## WHAT YOU SHOULD DO
Reproduce the rows below, swapping every "innermost point" for "most central point" and leaving all other text untouched.

## MATERIAL FOR THE TASK
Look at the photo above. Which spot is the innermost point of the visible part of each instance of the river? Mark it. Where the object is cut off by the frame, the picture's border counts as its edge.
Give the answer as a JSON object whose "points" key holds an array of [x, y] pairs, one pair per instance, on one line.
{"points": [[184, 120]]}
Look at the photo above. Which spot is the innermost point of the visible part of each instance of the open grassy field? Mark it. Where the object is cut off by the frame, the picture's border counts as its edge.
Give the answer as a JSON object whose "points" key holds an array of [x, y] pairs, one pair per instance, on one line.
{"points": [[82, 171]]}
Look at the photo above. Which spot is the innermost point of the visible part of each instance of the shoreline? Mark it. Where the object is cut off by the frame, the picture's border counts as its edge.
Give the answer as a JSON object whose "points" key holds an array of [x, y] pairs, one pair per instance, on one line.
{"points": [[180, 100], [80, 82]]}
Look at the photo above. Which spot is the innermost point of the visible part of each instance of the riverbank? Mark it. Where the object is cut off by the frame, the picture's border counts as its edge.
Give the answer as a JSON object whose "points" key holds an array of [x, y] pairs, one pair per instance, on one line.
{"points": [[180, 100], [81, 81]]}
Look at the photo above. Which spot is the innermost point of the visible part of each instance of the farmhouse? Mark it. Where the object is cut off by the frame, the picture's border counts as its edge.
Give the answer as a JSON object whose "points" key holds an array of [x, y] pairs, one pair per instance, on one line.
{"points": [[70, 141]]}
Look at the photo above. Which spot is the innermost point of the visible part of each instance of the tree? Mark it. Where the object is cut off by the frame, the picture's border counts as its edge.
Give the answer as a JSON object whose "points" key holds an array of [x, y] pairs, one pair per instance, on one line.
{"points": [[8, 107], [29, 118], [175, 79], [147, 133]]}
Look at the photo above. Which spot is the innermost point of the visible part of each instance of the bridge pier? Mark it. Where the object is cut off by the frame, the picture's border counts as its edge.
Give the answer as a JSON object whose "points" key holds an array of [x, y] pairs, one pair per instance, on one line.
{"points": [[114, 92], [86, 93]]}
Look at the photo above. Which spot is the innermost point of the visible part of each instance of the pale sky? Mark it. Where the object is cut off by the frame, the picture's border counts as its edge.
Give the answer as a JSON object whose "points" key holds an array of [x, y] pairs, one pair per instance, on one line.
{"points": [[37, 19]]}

## FINAL RESULT
Look at the photo above. Which spot is the most central point of the visible part of each instance of the river? Mark it. Where the object is cut off by the frame, the picture's border counts as its edge.
Give the answer as a JSON object whose "points" key holds an array of [x, y] pairs, one pair per instance, on one line.
{"points": [[184, 120]]}
Look at the photo above. Which spot is the most central point of the visible part of each instance of the open grassy field? Mark it. Where the object is cut off by the frame, the picture's border counts as its edge.
Give the answer as a JSON object whose "points" key holds an array of [x, y] pairs, one pair per instance, on one line.
{"points": [[82, 171]]}
Look at the photo above. Which spot is the most central point of the visible part of each instance of the shoreline? Mark it. Where the object is cut off by the frame, the picture's border counts as its edge.
Give the answer as a JSON object whose "points" key holds an array of [x, y] pairs, one pair per instance, on one line.
{"points": [[180, 100], [80, 82]]}
Look at the photo above. Which spot is the most central point of the visible part of each instance of the riverbank? Mark it. Where the object is cut off by the frame, the picture's border counts as its edge.
Give the answer as a JSON object whose "points" key holds an array of [x, y] pairs, one pair per instance, on one line.
{"points": [[180, 100], [81, 81]]}
Look at the photo above. Which spot is the most central point of the visible part of each instance of the farmhouse? Mark it. Where the object is cut off by the frame, the picture's border counts as its edge.
Give the answer as a JSON object whose "points" key holds an array of [x, y] pairs, one pair per instance, on one line.
{"points": [[70, 141]]}
Look at the photo above. Which spot is the most central point of the visible part of each instance of the tree? Mark it. Where the object is cut off by the frame, the picture's border counts as its edge.
Give the answer as a JSON object whose "points" key holds an array of [x, y] pairs, one pair per instance, on one line.
{"points": [[8, 107], [29, 118], [175, 79], [147, 133]]}
Look at the photo above. Which spot is the most central point of the visible part of each instance of the bridge pier? Mark it. Where the object is cut off by the frame, the picture's border counts as its edge.
Give the answer as a JSON object whose "points" key holds an array of [x, y] pairs, one pair per instance, on one line.
{"points": [[114, 92], [86, 93]]}
Look at the photo above. Which spot is the most central point of the visible part of each instance of the pale sky? Mark it. Where the object is cut off by the frame, the picture's border counts as its edge.
Give the answer as a JSON object whose "points" key holds an array of [x, y] pairs, one pair per instance, on one line.
{"points": [[37, 19]]}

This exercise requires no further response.